Task details
Extend the stablecoin excerpt below, picking up right after its final sentence.

++++ Document excerpt ++++

The strength of this mechanism depends entirely on the quality and liquidity of the reserves. If reserves are insufficient or inaccessible, redemption fails, and the peg breaks.

Types of Stablecoins: What Works and What Failed

There are two main types relevant to merchants. A third type, commodity-backed stablecoins pegged to gold or other assets, exists but is not widely used in commerce.

Fiat-backed stablecoins hold dollar-equivalent reserves at regulated financial institutions. For every stablecoin in circulation, one dollar (or equivalent short-term Treasury) sits in custody. This is the dominant model for payment applications because it is simple, auditable, and legally legible to regulators.

Algorithmic stablecoins attempt to maintain a peg without full reserves, using token supply expansion and contraction triggered by price signals. The root problem with this approach is that it relies on market confidence to sustain itself. The most prominent example, TerraUSD (UST), collapsed in May 2022. When large holders began selling UST, the price dropped below $1.00. The algorithm responded by minting more of the sister token LUNA to buy UST and restore the peg. This created a hyperinflationary spiral in LUNA, destroying confidence in both tokens simultaneously. Approximately $40 billion in combined market value was erased within days.

The lesson is clear: algorithmic peg mechanisms without hard asset backing cannot reliably maintain stability under coordinated selling pressure. No algorithmic stablecoin has achieved meaningful sustained adoption in merchant payments.

++++ Dataset entries ++++

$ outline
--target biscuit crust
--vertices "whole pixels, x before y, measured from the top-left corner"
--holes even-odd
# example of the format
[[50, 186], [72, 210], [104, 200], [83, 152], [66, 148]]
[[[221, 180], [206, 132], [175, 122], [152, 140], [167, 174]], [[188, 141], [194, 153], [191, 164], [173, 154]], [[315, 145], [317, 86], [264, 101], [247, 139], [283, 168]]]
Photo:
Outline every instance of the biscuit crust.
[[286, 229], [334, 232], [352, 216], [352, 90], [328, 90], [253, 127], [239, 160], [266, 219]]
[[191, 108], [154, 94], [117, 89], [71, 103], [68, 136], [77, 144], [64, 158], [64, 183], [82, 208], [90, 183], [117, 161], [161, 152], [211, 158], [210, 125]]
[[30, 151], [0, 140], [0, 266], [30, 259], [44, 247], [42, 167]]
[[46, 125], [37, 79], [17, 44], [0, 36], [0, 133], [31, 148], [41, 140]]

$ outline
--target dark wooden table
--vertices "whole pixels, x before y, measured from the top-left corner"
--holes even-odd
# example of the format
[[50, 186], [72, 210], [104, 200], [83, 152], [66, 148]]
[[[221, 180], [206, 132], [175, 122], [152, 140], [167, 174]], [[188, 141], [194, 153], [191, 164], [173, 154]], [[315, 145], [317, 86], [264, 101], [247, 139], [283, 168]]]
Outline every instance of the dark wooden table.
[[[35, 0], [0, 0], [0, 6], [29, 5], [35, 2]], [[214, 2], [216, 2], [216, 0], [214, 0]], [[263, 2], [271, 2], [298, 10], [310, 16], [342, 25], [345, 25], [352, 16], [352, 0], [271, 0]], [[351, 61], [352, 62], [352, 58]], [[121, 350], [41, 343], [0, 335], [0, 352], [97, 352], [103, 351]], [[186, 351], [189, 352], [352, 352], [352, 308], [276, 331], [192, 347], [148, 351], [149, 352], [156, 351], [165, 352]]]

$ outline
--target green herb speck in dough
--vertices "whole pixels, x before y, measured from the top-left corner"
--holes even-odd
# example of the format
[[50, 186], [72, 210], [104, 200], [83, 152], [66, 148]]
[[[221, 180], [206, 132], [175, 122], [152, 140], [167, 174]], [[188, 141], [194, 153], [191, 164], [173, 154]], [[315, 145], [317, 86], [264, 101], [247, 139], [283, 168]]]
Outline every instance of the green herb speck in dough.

++++

Final answer
USDC, USDT, and PYUSD Compared

Stablecoin Issuer Reserves Reserve Transparency Key Chains
USDC Circle Cash + short-term US Treasuries Monthly attestation by major accounting firm Ethereum, Base, Solana, Polygon, Arbitrum
USDT (Tether) Tether Ltd Cash, T-bills, other assets Quarterly attestations; historically less transparent Tron, Ethereum, Solana, many others
PYUSD PayPal / Paxos USD deposits + short-term US Treasuries Monthly attestation by accounting firm Ethereum, Solana

USDC is the preferred choice for most merchants building payment infrastructure, primarily because of its reserve transparency and regulatory positioning. Circle operates under US money transmission licenses and has actively engaged with regulators in preparation for the GENIUS Act framework. USDT has the largest market cap and deepest liquidity on chains like Tron, which makes it dominant in regions where Tron-based payments have significant user adoption.

Why Stablecoins Are the Right Starting Point for Merchant Payments

Most businesses considering crypto payments should start with stablecoins rather than volatile assets for three reasons.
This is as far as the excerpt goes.